Task statement.
Transcribe exactly, and only, the lines from the one containing "Practice. Find the dirt" through the last line of the data.

Excerpts from a dataset.
######

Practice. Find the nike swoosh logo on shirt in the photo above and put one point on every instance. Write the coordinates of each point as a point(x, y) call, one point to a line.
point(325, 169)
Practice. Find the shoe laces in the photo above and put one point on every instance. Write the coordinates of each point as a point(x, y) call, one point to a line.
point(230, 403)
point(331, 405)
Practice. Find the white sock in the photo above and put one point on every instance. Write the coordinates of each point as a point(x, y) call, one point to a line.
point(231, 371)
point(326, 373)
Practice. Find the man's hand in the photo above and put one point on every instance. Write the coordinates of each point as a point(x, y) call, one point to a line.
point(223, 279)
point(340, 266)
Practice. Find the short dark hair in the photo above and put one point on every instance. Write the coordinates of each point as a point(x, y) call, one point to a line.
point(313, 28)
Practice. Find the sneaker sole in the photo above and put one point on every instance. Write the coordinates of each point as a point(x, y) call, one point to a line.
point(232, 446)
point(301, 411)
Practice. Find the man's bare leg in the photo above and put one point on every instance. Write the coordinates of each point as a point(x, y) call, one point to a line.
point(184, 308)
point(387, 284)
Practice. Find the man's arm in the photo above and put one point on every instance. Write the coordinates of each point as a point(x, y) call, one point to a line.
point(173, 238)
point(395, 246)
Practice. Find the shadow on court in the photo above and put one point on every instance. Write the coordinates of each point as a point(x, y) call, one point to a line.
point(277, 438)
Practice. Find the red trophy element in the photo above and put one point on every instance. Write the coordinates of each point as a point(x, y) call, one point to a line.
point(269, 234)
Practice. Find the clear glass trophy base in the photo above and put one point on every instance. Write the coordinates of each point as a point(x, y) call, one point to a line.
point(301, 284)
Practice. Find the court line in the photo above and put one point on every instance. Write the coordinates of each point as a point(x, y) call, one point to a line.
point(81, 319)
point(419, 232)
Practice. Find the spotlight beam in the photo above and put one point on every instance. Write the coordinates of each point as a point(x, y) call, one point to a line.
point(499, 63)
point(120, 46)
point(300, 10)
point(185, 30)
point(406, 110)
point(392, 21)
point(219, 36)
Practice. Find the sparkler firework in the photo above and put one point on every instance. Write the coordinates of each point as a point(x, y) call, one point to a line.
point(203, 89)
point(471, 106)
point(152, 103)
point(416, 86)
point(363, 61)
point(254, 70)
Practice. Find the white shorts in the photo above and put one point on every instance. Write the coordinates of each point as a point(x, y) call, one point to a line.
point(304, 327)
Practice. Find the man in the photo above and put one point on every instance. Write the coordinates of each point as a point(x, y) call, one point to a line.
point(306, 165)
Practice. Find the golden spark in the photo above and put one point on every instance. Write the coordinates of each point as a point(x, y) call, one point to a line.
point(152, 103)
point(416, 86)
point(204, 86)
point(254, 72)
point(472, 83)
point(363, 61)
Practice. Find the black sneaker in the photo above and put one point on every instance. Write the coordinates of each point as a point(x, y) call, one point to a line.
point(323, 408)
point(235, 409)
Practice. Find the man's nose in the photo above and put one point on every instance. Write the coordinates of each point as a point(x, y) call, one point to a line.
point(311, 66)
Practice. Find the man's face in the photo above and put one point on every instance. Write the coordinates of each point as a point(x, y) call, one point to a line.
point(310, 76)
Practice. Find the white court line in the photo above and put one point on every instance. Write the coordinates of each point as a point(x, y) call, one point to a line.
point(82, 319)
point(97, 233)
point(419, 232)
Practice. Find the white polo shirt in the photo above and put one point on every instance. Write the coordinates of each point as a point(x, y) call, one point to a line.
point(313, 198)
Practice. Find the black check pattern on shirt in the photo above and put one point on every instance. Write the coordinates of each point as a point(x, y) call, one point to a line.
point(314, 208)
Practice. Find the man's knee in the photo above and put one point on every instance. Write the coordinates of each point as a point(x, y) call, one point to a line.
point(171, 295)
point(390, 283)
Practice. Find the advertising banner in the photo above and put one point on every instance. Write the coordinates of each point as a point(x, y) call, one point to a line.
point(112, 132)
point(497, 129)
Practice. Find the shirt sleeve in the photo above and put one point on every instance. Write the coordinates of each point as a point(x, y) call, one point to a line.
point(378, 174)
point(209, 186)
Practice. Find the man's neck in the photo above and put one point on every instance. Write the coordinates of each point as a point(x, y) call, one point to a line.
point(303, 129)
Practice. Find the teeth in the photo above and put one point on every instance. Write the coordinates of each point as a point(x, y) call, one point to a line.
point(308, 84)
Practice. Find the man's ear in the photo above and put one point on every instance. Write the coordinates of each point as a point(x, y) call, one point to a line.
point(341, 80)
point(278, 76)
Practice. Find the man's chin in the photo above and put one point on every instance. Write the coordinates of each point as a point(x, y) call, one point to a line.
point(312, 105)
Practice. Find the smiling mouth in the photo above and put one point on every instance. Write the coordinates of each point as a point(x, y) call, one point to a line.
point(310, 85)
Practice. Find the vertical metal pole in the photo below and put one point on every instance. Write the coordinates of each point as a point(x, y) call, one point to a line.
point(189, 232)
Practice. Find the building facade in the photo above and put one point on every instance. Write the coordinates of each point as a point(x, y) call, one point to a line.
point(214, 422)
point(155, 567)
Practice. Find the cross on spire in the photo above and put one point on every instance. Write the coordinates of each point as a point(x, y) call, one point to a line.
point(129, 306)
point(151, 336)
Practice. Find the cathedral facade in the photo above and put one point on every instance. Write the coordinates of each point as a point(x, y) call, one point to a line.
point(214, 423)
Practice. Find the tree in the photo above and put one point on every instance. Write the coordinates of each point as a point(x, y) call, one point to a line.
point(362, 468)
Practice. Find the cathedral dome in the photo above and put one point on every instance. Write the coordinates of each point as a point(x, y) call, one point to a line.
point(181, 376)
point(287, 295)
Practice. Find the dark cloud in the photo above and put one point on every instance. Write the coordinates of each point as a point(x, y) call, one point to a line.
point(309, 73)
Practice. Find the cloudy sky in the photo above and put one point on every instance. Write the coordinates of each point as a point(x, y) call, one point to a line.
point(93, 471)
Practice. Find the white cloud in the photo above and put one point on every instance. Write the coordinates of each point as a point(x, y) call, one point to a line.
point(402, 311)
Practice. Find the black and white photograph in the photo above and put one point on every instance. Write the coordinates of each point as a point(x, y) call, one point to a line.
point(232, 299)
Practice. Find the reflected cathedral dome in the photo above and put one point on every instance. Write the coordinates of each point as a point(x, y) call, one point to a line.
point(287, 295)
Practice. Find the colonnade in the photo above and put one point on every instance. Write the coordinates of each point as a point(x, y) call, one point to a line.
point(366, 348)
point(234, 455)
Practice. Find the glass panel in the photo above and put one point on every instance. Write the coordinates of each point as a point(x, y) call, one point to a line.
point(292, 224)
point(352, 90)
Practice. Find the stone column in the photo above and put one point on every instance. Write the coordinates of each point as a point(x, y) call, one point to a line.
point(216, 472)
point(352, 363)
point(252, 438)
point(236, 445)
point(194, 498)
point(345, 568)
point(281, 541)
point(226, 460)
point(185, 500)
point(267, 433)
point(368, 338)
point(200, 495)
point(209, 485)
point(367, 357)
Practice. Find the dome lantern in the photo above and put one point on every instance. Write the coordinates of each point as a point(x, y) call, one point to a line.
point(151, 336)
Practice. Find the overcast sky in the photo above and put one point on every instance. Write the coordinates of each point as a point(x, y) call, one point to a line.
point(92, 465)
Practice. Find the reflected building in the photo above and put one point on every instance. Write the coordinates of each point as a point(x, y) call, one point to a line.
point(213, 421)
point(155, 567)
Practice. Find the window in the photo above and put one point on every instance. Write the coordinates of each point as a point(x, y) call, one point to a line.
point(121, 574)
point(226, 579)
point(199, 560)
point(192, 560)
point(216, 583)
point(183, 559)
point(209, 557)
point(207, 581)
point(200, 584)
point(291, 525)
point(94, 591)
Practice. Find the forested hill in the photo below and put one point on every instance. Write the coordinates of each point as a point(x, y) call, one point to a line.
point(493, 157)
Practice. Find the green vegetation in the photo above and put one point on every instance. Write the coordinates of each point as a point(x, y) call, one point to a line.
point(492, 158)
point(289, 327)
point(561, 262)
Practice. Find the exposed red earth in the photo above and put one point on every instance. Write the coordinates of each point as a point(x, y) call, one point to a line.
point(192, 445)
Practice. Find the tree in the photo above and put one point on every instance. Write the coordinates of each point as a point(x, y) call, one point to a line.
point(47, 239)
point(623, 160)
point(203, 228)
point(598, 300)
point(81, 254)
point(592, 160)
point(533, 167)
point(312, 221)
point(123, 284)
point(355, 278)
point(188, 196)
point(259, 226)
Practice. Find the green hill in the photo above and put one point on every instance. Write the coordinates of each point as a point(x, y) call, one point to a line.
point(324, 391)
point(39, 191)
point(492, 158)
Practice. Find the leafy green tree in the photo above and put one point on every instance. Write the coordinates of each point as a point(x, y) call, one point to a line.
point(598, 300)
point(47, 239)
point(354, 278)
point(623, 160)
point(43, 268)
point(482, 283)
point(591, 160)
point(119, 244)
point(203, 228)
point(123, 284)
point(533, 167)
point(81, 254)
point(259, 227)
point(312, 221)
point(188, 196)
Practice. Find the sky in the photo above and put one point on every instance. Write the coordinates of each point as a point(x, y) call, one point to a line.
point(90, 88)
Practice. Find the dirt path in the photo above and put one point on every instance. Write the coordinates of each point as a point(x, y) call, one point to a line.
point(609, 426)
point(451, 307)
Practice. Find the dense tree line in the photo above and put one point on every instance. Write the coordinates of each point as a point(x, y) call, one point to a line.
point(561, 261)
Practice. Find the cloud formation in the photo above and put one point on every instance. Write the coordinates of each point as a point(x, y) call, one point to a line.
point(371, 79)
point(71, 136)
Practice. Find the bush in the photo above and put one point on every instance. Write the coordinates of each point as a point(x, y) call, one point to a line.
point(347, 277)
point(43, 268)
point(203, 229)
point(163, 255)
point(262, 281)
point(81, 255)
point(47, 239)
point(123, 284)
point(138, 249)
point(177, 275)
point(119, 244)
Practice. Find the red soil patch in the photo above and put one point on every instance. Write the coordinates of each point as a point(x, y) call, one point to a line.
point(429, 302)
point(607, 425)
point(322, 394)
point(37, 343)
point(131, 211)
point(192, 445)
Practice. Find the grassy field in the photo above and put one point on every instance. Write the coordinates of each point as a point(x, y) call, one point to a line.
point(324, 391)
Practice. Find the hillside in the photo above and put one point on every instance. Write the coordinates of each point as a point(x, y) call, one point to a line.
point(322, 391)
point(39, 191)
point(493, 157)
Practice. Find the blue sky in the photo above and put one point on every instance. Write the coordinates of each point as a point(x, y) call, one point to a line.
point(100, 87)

######

Response.
Practice. Find the dirt path in the photo above and put one point on every instance. Write the coordinates of each point as a point(x, y) call, one point to a line.
point(609, 426)
point(451, 307)
Practice. Find the dense tree line in the photo above and put one point on every instance. Write the coordinates of each point as a point(x, y) call, one point to a line.
point(561, 261)
Practice. Find the cloud formation in the photo above and put one point on every instance. Write the coordinates of each point as a point(x, y) call, one point to a line.
point(371, 79)
point(71, 136)
Practice. Find the bush in the photo above and put one point on every instance. Write the coordinates of each point as a point(x, y) call, one point to a line.
point(347, 277)
point(43, 268)
point(203, 229)
point(163, 255)
point(262, 281)
point(81, 255)
point(47, 239)
point(123, 284)
point(138, 249)
point(177, 275)
point(119, 244)
Practice. Find the red soil patch in the photo above and put one point on every instance. Write the coordinates of each point as a point(x, y) call, one point to a line.
point(429, 302)
point(607, 425)
point(322, 394)
point(37, 343)
point(131, 211)
point(192, 445)
Practice. Find the grassy field in the photo above and put one point on every instance. Write the coordinates of each point as a point(x, y) call, one point to a line.
point(324, 391)
Practice. Find the hillside in the photo above and put one point on every instance. Write the coordinates of each point as a point(x, y) call, one point to a line.
point(322, 391)
point(39, 191)
point(493, 157)
Practice. Find the blue sky in the photo above and put one point on every instance. Write the coordinates of each point as a point(x, y) call, one point to a line.
point(100, 87)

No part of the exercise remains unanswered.